━━━━━ Excerpt ━━━━━
Hi! |
A|A
(n n)
\_/
I hope this EM gets smaller than the previous one about
segmentation. I'm here, again, to comment several EMs at once.
First subject: Robotz. I implemented a game in BASIC in
last December. I'm not kidding, I have a witness! A friend of
mine saw it working (three robots battled till only one last -
of course, there can be only one!) Yes, the program still
exists, but it is a mess and don't fit the specifications (hey,
give me a break, I implemented it in one week, with no specs
at all, only ideas, just to keep some ghosts of mine away...)
The program didn't send data through a network, but there was
a protocol for communication that simulated it (I made "fair"
robots, of course, what would be the use of I cheating myself...?)
Thus, I could test different robots in a single MSX, as if they were
spread in a network.
━━━━━ Stored data ━━━━━
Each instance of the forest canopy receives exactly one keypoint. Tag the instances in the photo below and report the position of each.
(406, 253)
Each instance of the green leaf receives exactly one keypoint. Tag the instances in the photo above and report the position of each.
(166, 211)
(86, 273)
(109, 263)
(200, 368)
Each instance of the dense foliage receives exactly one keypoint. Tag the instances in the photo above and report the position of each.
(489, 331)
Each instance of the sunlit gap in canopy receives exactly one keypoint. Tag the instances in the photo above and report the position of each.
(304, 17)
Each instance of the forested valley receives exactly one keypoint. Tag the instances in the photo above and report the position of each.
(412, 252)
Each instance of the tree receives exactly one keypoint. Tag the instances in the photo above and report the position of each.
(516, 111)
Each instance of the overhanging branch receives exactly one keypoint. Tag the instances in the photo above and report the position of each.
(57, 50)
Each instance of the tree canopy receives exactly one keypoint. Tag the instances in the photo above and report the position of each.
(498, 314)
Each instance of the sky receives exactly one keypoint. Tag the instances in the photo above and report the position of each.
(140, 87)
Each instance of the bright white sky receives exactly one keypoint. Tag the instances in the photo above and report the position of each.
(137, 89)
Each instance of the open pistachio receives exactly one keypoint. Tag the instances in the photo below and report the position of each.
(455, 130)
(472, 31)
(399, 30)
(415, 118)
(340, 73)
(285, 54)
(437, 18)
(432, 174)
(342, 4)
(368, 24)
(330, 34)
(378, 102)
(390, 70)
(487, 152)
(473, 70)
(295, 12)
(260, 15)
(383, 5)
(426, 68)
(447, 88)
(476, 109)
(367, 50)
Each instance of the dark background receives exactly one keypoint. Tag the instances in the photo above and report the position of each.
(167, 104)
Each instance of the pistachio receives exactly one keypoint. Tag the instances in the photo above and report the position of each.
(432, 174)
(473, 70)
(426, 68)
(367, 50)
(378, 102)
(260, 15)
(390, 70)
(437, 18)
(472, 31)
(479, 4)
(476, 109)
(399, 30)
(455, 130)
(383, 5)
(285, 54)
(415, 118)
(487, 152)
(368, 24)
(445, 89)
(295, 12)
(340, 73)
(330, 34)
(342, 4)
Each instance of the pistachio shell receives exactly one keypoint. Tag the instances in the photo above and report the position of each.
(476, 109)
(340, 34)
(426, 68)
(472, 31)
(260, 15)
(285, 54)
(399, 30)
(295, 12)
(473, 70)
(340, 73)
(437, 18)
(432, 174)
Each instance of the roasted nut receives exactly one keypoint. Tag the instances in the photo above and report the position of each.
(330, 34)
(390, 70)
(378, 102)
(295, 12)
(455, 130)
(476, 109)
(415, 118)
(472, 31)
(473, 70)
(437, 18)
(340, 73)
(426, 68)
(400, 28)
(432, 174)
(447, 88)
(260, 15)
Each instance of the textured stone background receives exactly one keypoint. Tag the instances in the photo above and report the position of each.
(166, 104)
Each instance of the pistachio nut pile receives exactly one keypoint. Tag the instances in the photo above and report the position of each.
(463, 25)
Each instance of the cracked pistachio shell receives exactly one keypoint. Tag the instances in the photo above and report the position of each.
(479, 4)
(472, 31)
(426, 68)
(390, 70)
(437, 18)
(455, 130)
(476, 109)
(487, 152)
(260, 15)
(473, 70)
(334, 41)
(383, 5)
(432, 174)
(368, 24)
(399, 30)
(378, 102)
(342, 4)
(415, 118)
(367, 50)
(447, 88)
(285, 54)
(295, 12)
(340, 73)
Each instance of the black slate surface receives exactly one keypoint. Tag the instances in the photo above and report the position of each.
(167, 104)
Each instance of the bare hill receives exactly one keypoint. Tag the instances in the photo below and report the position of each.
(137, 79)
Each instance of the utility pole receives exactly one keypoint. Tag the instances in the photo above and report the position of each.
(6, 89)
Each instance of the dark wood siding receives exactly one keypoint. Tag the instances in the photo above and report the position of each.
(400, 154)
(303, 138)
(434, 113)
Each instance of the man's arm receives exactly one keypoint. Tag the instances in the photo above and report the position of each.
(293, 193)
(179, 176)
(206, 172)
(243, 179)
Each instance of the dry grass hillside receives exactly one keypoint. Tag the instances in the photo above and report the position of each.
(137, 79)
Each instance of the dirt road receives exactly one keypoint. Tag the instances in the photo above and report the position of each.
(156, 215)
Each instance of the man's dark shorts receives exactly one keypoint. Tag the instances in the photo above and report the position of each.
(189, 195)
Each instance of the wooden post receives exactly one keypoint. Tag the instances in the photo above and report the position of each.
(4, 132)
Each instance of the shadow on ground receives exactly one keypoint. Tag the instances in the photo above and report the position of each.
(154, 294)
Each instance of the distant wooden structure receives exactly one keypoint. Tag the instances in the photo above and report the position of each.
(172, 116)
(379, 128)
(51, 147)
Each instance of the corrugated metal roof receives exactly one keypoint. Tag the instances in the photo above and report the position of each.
━━━━━
To do: Transcribe the stretch of the Robotz message above starting with "The program didn't" and going on through "in a network.".

Solution below:
The program didn't send data through a network, but there was
a protocol for communication that simulated it (I made "fair"
robots, of course, what would be the use of I cheating myself...?)
Thus, I could test different robots in a single MSX, as if they were
spread in a network.